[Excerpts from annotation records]
-- START --
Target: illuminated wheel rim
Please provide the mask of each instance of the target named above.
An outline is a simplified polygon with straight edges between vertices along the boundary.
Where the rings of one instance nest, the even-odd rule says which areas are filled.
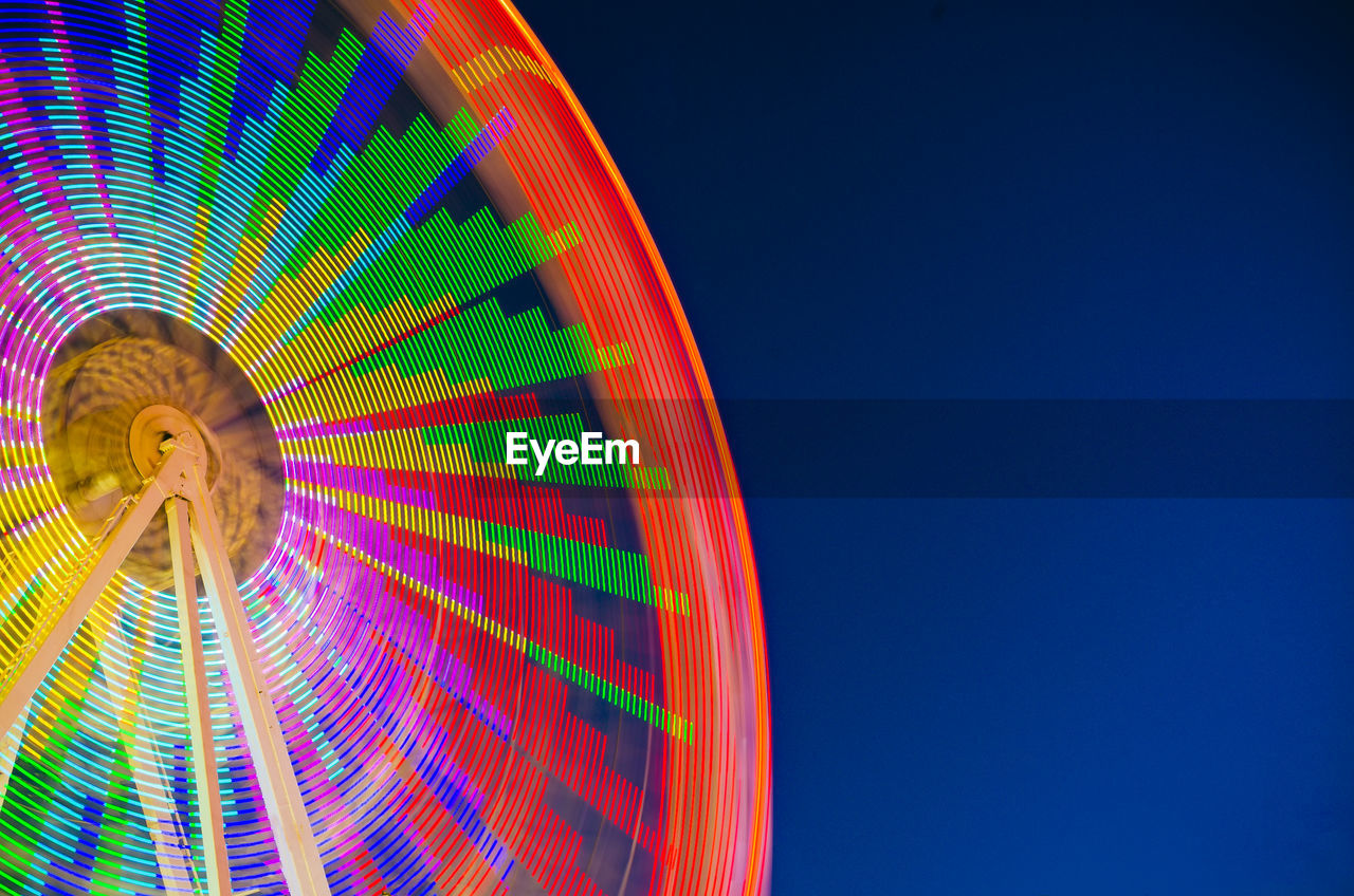
[[[236,559],[330,892],[761,892],[733,467],[647,230],[516,11],[0,23],[0,679],[88,545],[43,424],[62,348],[164,315],[280,451],[276,535]],[[642,466],[502,463],[509,429],[585,428]],[[5,893],[173,892],[175,842],[200,880],[175,602],[125,573],[0,732]],[[233,888],[286,892],[207,628]]]

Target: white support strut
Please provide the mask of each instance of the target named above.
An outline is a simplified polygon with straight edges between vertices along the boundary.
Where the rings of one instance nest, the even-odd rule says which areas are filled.
[[[161,445],[162,457],[153,475],[142,483],[135,497],[115,512],[112,527],[92,545],[87,562],[72,582],[70,597],[58,610],[50,631],[16,658],[5,681],[0,682],[0,735],[11,732],[26,712],[42,679],[56,666],[137,539],[164,506],[169,522],[194,784],[206,853],[206,896],[230,896],[232,891],[221,785],[211,738],[194,555],[221,637],[226,673],[234,689],[236,708],[259,776],[287,889],[291,896],[329,896],[324,861],[306,815],[301,785],[287,755],[276,708],[268,696],[263,663],[240,600],[196,448],[198,441],[192,433],[180,433],[167,440]]]

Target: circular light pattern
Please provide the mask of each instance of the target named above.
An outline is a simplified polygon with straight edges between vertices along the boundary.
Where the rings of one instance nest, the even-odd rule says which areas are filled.
[[[134,485],[89,467],[107,433],[66,413],[79,368],[116,380],[81,420],[131,395],[221,428],[222,525],[330,892],[761,892],[733,466],[647,230],[516,11],[3,0],[0,23],[0,696],[91,508]],[[126,319],[179,336],[89,336]],[[226,391],[267,420],[207,420]],[[509,430],[585,429],[640,466],[504,464]],[[0,732],[0,892],[203,880],[152,560]],[[203,619],[232,885],[283,893]]]

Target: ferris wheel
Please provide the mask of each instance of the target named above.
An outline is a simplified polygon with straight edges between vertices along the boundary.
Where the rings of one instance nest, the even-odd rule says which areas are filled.
[[[516,9],[0,0],[0,892],[765,891],[733,464]]]

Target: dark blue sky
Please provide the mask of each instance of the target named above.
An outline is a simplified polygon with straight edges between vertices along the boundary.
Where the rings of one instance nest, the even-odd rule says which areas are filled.
[[[1349,4],[520,7],[720,399],[1354,398]],[[1354,892],[1354,502],[749,513],[776,896]]]

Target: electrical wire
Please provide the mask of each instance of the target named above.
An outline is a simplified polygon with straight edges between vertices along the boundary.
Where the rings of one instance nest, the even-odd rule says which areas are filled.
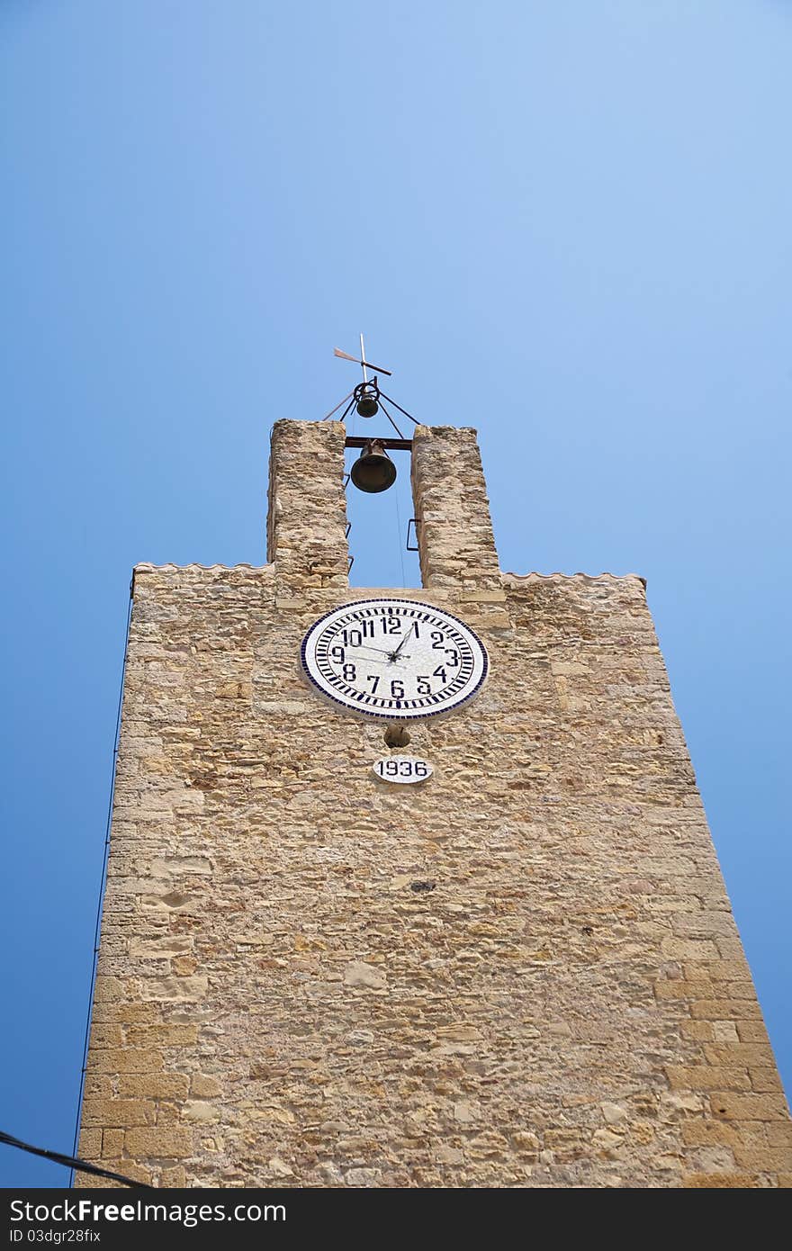
[[[80,1112],[83,1111],[83,1095],[85,1092],[85,1072],[88,1068],[88,1045],[90,1041],[91,1031],[91,1011],[94,1007],[94,987],[96,985],[96,965],[99,962],[99,937],[101,932],[101,904],[104,902],[105,883],[108,881],[108,858],[110,856],[110,823],[113,821],[113,798],[115,796],[115,766],[118,762],[119,753],[119,736],[121,733],[121,704],[124,702],[124,678],[126,676],[126,658],[129,656],[129,628],[131,624],[131,610],[133,610],[133,592],[134,592],[135,579],[129,584],[129,607],[126,609],[126,638],[124,642],[124,659],[121,662],[121,682],[119,687],[118,709],[115,713],[115,739],[113,743],[113,769],[110,776],[110,798],[108,801],[108,817],[105,821],[105,844],[104,854],[101,861],[101,878],[99,881],[99,899],[96,901],[96,922],[94,924],[94,960],[91,965],[91,981],[88,995],[88,1011],[85,1015],[85,1038],[83,1041],[83,1068],[80,1071],[80,1092],[78,1097],[76,1118],[74,1125],[74,1145],[71,1147],[71,1158],[76,1160],[78,1142],[80,1137]],[[76,1167],[76,1165],[74,1166]],[[69,1178],[69,1185],[74,1185],[74,1168],[71,1171],[71,1177]],[[131,1182],[130,1185],[136,1185]]]
[[[15,1138],[14,1135],[6,1133],[5,1130],[0,1130],[0,1142],[4,1142],[6,1147],[16,1147],[19,1151],[28,1151],[31,1156],[41,1156],[44,1160],[51,1160],[53,1163],[64,1165],[65,1168],[71,1168],[73,1178],[76,1170],[79,1172],[93,1173],[95,1177],[109,1177],[110,1181],[120,1181],[124,1186],[154,1190],[154,1186],[149,1186],[145,1181],[133,1181],[131,1177],[124,1177],[123,1173],[114,1173],[109,1168],[100,1168],[99,1165],[89,1165],[88,1160],[64,1156],[60,1151],[48,1151],[46,1147],[34,1147],[30,1142],[23,1142],[21,1138]]]

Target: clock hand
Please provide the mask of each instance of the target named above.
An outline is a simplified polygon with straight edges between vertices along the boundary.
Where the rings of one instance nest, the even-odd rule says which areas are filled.
[[[415,629],[415,622],[413,622],[413,624],[408,629],[407,634],[404,636],[404,638],[402,639],[402,642],[399,643],[399,646],[397,647],[395,652],[390,652],[388,654],[388,659],[389,661],[392,661],[392,662],[395,661],[397,656],[399,654],[399,652],[402,651],[402,648],[404,647],[404,644],[407,643],[408,638],[410,637],[410,634],[413,633],[414,629]]]
[[[355,652],[382,652],[382,654],[387,656],[388,659],[390,659],[390,657],[393,656],[393,653],[389,652],[389,651],[387,651],[387,648],[384,648],[384,647],[369,647],[368,643],[359,643],[358,647],[355,648]]]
-- END --
AIM OF THE EXERCISE
Express all of the records above as a two-column CSV headed request_text and mask_answer, with one row per record. Put each record's text and its answer in separate quoted fields, replace line breaks with spaces, and leave out the pictures.

EXERCISE OUTPUT
request_text,mask_answer
"Target: illuminated wheel rim Please provide the mask of each instance of the target named above. An outline is a simplified polygon with straight edges between vertices along the boundary. Where the rings of one instance nest, the even-odd rule says which areas are filled.","[[[236,559],[330,892],[761,892],[733,467],[647,230],[516,11],[0,23],[0,679],[88,545],[43,424],[62,348],[164,315],[280,451],[276,535]],[[642,466],[502,463],[509,429],[585,428]],[[5,893],[173,892],[175,842],[200,880],[175,602],[125,573],[0,732]],[[233,888],[286,892],[207,628]]]"
"Target: white support strut Please provide the mask of each instance of the target named above. An outline is a simplified polygon with straight edges between vertices along the boundary. Where the rings of one instance nest, the even-odd rule says which areas are filled.","[[[161,445],[162,457],[153,475],[142,483],[135,497],[115,512],[112,527],[92,545],[87,562],[72,582],[70,597],[58,610],[50,631],[16,658],[5,681],[0,682],[0,735],[11,732],[26,712],[42,679],[56,666],[137,539],[164,506],[169,522],[194,784],[206,853],[206,896],[230,896],[232,891],[221,785],[211,738],[194,555],[221,637],[226,673],[234,689],[236,708],[259,776],[287,889],[291,896],[329,896],[324,861],[306,815],[301,785],[287,755],[276,708],[268,696],[263,663],[240,600],[196,448],[198,441],[192,433],[180,433],[167,440]]]"
"Target: circular light pattern Please provide the mask of each instance of the target named above. An outline is a simplified polygon with straight edges between vertices along the boundary. Where the rings of one instance nest, the even-odd rule says which areas are filled.","[[[134,485],[89,467],[107,433],[66,413],[79,368],[116,380],[81,420],[131,395],[221,428],[222,525],[330,892],[761,892],[733,466],[647,230],[516,11],[3,0],[0,23],[0,696],[91,508]],[[126,319],[179,336],[89,336]],[[226,391],[267,420],[207,420]],[[509,430],[585,429],[640,466],[504,464]],[[0,732],[0,892],[203,880],[152,560]],[[203,619],[232,885],[283,893]]]"
"Target: ferris wheel Please provide the mask of each instance of the target named above. An outline is a simplified polygon with straight edges between vertices along the boundary. Where the rings of one instance nest, the even-odd rule says which areas are filled.","[[[516,9],[0,0],[0,892],[765,891],[733,464]]]"
"Target: dark blue sky Please provide the mask of each instance of the target named above. An outline is a simplified polygon with straight edges between vertices along the boundary. Where the rings of one instance nest, the even-odd rule says which areas are filled.","[[[1349,4],[520,7],[720,399],[1354,398]],[[1354,892],[1354,502],[749,513],[776,896]]]"
"Target: electrical wire Please provide the mask of each instance of the target named above. An outline is a simplified polygon with straight edges between vertices along the boundary. Where the rings of one instance nest, the even-odd rule says which areas are filled.","[[[80,1112],[83,1111],[83,1095],[85,1092],[85,1072],[88,1068],[88,1045],[90,1041],[91,1031],[91,1011],[94,1007],[94,987],[96,985],[96,965],[99,962],[99,937],[101,932],[101,904],[104,902],[105,883],[108,881],[108,858],[110,856],[110,823],[113,821],[113,798],[115,796],[115,766],[118,762],[119,753],[119,736],[121,733],[121,704],[124,702],[124,678],[126,676],[126,658],[129,656],[129,628],[131,624],[131,610],[133,610],[133,592],[134,592],[135,579],[129,584],[129,607],[126,609],[126,638],[124,642],[124,659],[121,662],[121,682],[119,687],[118,709],[115,713],[115,739],[113,743],[113,769],[110,776],[110,798],[108,801],[108,817],[105,821],[105,844],[104,854],[101,861],[101,878],[99,881],[99,899],[96,901],[96,922],[94,924],[94,960],[91,965],[91,981],[88,995],[88,1011],[85,1015],[85,1038],[83,1041],[83,1068],[80,1071],[80,1092],[78,1097],[76,1118],[74,1125],[74,1145],[71,1147],[71,1158],[76,1160],[78,1142],[80,1137]],[[76,1167],[76,1165],[74,1166]],[[69,1178],[69,1185],[74,1185],[74,1168],[71,1171],[71,1177]],[[131,1182],[130,1185],[136,1185]]] [[[15,1138],[14,1135],[6,1133],[5,1130],[0,1130],[0,1142],[4,1142],[6,1147],[16,1147],[19,1151],[28,1151],[31,1156],[41,1156],[44,1160],[51,1160],[53,1163],[64,1165],[65,1168],[71,1168],[73,1178],[76,1170],[79,1172],[93,1173],[95,1177],[109,1177],[110,1181],[120,1181],[124,1186],[154,1190],[154,1186],[149,1186],[145,1181],[133,1181],[131,1177],[124,1177],[123,1173],[114,1173],[109,1168],[100,1168],[99,1165],[89,1165],[88,1160],[64,1156],[60,1151],[48,1151],[46,1147],[34,1147],[30,1142],[23,1142],[21,1138]]]"
"Target: clock hand Please provide the mask of each instance of the target named above. An outline is a simplified polygon with straight edges between vertices along the boundary. Where the rings of one instance nest, the even-odd rule says which areas are filled.","[[[415,629],[415,622],[413,622],[413,624],[408,629],[407,634],[404,636],[404,638],[402,639],[402,642],[399,643],[399,646],[397,647],[395,652],[390,652],[388,654],[388,659],[389,661],[392,661],[392,662],[395,661],[397,656],[399,654],[399,652],[402,651],[402,648],[404,647],[404,644],[407,643],[408,638],[410,637],[410,634],[413,633],[414,629]]] [[[355,652],[382,652],[382,654],[387,656],[388,659],[390,659],[390,657],[393,656],[393,653],[389,652],[389,651],[387,651],[387,648],[384,648],[384,647],[369,647],[368,643],[359,643],[358,647],[355,648]]]"